begin SELECTION

Deduction and induction. The process of integration, leading to the formulation of a new, more plausible hypothesis, is part of the indcution process, which is still unconscious and inaccessible for conscious reasoning. All the Principles of Logic, from Socrates to Descartes and Leibniz, in fact are Principles of Deductive Logic. An Inductive Logic is still to be elaborated. This integrative process can be seen as the kernel of such a paradigm.

In the next scheme the process of thinking is depicted. In intelligent beings, Reality is, at least in part, observed, and out from these observations some general tendencies are abstracted. These are the hyotheses, the knowledge, general rules and laws. The hypothesis formulation process is called induction. From these abstract hypotheses, conclusions can be drawn by logical, deductive thinking. Generally this operation consists in replacing abstract data by concrete numbers, and performing some mathematical transformations. Science is a collection of conscious rules, i.e. operationalized and measurable. Also in exact science, the elaboration of a scientific hypothesis is an intuitive process. In fact, science only controls the "exactness" of the intuitively formulated hypotheses.

end SELECTION

- _DIRECTION A_:
Answer these about the passage on deduction and induction:
(i) What kind of logic are all the Principles of Logic from Socrates to Descartes and Leibniz said to be?
(ii) What name is given to the hypothesis formulation process?
(iii) What does science only control?
- _DIRECTION B_:
Name every thinker mentioned in the passage on deduction and induction.

begin DATA EXCERPTS

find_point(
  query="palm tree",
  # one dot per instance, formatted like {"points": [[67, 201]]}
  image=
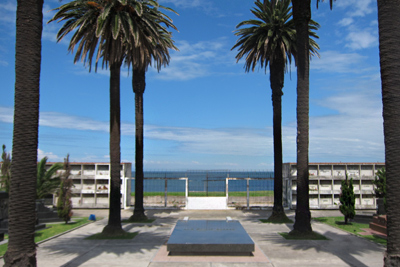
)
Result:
{"points": [[150, 46], [104, 28], [389, 36], [302, 17], [5, 170], [271, 39], [47, 182], [21, 245]]}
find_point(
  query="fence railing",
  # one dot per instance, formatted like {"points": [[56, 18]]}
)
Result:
{"points": [[240, 192]]}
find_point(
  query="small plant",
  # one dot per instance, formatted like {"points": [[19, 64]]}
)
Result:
{"points": [[64, 203], [347, 199], [380, 185]]}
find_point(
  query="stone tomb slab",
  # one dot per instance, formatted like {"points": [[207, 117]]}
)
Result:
{"points": [[210, 237]]}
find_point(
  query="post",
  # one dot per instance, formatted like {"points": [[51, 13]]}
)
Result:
{"points": [[166, 191], [248, 193], [226, 190]]}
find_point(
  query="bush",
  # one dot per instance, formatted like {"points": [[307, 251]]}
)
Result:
{"points": [[347, 199], [380, 185]]}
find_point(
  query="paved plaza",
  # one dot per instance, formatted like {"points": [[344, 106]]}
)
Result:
{"points": [[148, 248]]}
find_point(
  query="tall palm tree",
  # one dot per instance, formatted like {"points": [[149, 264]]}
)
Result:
{"points": [[21, 245], [104, 28], [302, 17], [389, 37], [5, 171], [150, 46], [271, 39]]}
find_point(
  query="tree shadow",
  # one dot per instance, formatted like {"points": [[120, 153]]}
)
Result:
{"points": [[348, 248], [72, 249]]}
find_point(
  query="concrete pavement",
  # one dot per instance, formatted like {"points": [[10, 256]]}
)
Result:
{"points": [[146, 249]]}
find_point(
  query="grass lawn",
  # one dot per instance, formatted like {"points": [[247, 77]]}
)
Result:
{"points": [[351, 227], [51, 230], [101, 236], [310, 236], [139, 221], [262, 193]]}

end DATA EXCERPTS

- _WORKED SOLUTION A_:
(i) Deductive Logic
(ii) Induction
(iii) The "exactness" of the intuitively formulated hypotheses

- _WORKED SOLUTION B_:
Socrates, Descartes, Leibniz